───── EXERCISE INPUT ─────

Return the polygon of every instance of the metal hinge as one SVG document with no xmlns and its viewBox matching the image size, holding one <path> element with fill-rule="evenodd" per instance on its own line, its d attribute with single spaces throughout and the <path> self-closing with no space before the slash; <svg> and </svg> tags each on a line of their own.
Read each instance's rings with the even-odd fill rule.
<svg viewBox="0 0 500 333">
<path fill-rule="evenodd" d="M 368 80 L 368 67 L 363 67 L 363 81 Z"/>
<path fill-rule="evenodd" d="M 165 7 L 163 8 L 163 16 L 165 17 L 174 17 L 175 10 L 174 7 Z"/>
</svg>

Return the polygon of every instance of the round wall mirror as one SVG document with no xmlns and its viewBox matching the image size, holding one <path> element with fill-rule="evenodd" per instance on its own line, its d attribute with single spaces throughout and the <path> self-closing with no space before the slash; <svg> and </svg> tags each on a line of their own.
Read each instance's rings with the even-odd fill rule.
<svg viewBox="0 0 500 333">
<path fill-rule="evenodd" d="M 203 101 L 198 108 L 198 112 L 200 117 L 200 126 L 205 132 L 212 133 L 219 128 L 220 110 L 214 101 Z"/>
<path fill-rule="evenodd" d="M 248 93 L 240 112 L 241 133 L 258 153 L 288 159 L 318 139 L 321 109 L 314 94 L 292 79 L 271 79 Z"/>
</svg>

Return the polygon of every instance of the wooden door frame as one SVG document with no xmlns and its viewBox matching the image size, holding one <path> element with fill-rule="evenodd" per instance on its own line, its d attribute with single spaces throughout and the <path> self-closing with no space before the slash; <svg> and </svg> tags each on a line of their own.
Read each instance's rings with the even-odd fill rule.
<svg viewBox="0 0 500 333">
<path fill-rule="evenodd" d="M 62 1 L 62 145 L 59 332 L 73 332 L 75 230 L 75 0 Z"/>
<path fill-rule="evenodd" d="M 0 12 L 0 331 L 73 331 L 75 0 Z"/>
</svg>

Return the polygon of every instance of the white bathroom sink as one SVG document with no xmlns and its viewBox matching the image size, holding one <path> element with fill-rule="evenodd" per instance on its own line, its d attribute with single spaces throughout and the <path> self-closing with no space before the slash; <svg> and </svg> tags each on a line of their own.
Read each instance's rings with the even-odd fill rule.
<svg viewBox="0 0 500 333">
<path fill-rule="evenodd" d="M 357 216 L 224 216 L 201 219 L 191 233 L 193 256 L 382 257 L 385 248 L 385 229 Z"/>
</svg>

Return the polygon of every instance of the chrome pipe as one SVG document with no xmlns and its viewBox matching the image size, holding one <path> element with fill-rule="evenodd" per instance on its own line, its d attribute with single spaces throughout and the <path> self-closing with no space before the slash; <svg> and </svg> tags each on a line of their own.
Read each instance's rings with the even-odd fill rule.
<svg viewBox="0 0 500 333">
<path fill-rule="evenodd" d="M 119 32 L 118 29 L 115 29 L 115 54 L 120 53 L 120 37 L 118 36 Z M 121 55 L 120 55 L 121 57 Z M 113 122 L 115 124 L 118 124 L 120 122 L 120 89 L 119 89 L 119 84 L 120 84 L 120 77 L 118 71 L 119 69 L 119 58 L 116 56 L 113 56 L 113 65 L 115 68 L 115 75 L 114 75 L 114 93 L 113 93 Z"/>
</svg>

─────

— TASK REQUIREMENTS —
Each entry above is to be duplicated exactly, with nothing left out.

— EXERCISE RESULT —
Return the polygon of every instance of the metal hinge as one SVG document with no xmlns and its viewBox matching the image size, holding one <path> element with fill-rule="evenodd" per instance on its own line, its d attribute with single spaces throughout and the <path> self-closing with no space before the slash; <svg> and </svg> tags each on a line of their own.
Read each instance's rings with the even-odd fill rule.
<svg viewBox="0 0 500 333">
<path fill-rule="evenodd" d="M 368 80 L 368 67 L 363 67 L 363 81 Z"/>
<path fill-rule="evenodd" d="M 165 7 L 163 8 L 163 16 L 165 17 L 174 17 L 175 10 L 174 7 Z"/>
</svg>

Return the polygon of every instance of the round wall mirror as one SVG document with no xmlns and its viewBox matching the image size, holding one <path> element with fill-rule="evenodd" per instance on its own line, its d attribute with single spaces throughout and the <path> self-closing with no space before the slash; <svg> and </svg> tags each on a line of their own.
Read each instance's rings with the even-odd fill rule.
<svg viewBox="0 0 500 333">
<path fill-rule="evenodd" d="M 203 101 L 198 108 L 198 112 L 200 117 L 200 126 L 205 132 L 212 133 L 219 128 L 220 110 L 214 101 Z"/>
<path fill-rule="evenodd" d="M 248 93 L 240 112 L 241 133 L 258 153 L 288 159 L 318 139 L 321 109 L 314 94 L 292 79 L 271 79 Z"/>
</svg>

Return the polygon of every instance of the wooden door frame as one SVG document with no xmlns and its viewBox matching the image size, holding one <path> element with fill-rule="evenodd" per instance on its own line, its d attribute with single spaces throughout and the <path> self-closing with no space before the slash; <svg> and </svg> tags each on a line of their own.
Read each instance's rings with the even-odd fill rule.
<svg viewBox="0 0 500 333">
<path fill-rule="evenodd" d="M 62 1 L 62 145 L 59 332 L 73 332 L 75 230 L 75 0 Z"/>
<path fill-rule="evenodd" d="M 0 12 L 0 331 L 73 331 L 75 0 Z"/>
</svg>

Return the polygon of every instance of the white bathroom sink as one SVG document with no xmlns and its viewBox matching the image size, holding one <path> element with fill-rule="evenodd" per instance on its own line, its d attribute with single spaces throughout and the <path> self-closing with no space before the slash; <svg> and </svg> tags each on a line of their own.
Read each instance's rings with the even-odd fill rule.
<svg viewBox="0 0 500 333">
<path fill-rule="evenodd" d="M 357 216 L 224 216 L 201 219 L 191 233 L 193 256 L 382 257 L 385 248 L 385 229 Z"/>
</svg>

Return the polygon of every instance of the chrome pipe as one SVG document with no xmlns and its viewBox matching the image size, holding one <path> element with fill-rule="evenodd" per instance on its own line, its d attribute with single spaces throughout and the <path> self-closing with no space before the slash; <svg> and </svg> tags each on a line of their own.
Read each instance's rings with the even-odd fill rule.
<svg viewBox="0 0 500 333">
<path fill-rule="evenodd" d="M 119 32 L 118 29 L 115 29 L 115 54 L 120 53 L 120 37 L 118 36 Z M 121 55 L 120 55 L 121 57 Z M 113 122 L 115 124 L 118 124 L 120 122 L 120 89 L 119 89 L 119 84 L 120 84 L 120 77 L 118 71 L 119 69 L 119 58 L 116 56 L 113 56 L 113 65 L 115 68 L 115 75 L 114 75 L 114 93 L 113 93 Z"/>
</svg>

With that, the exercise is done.